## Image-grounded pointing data
○ ○ ○ ○
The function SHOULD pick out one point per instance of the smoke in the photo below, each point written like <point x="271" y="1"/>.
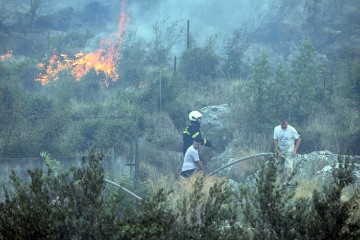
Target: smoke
<point x="207" y="17"/>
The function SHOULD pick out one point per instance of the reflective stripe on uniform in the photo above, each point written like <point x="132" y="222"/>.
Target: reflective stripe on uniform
<point x="195" y="135"/>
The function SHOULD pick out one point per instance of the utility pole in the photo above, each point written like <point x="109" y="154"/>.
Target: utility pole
<point x="188" y="35"/>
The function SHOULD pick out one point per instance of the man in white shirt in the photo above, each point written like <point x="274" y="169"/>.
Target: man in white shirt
<point x="192" y="161"/>
<point x="286" y="141"/>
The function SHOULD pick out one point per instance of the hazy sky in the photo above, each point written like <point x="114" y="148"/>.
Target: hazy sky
<point x="206" y="17"/>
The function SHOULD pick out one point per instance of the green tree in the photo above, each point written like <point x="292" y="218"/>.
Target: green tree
<point x="197" y="64"/>
<point x="258" y="95"/>
<point x="305" y="88"/>
<point x="235" y="47"/>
○ ○ ○ ○
## TASK TO COMPLETE
An exact copy of the lines above, from the one containing "Target: reflective stripe on uniform" through the one containing "of the green", is the whole of the answer.

## RESPONSE AREA
Target: reflective stripe on uniform
<point x="195" y="135"/>
The function SHOULD pick out one point per instance of the utility pole in the photo above, each point written like <point x="109" y="154"/>.
Target: utility pole
<point x="188" y="35"/>
The function SHOULD pick out one point per instance of the man in white shirt in the photo above, each point written like <point x="274" y="169"/>.
Target: man in white shirt
<point x="192" y="161"/>
<point x="286" y="141"/>
The function SHOULD pick out one point per instance of the hazy sky in the photo above, each point written like <point x="114" y="148"/>.
Target: hazy sky
<point x="206" y="17"/>
The function SHOULD pick out one point per instance of the green tree in the photo above, each point written like <point x="292" y="218"/>.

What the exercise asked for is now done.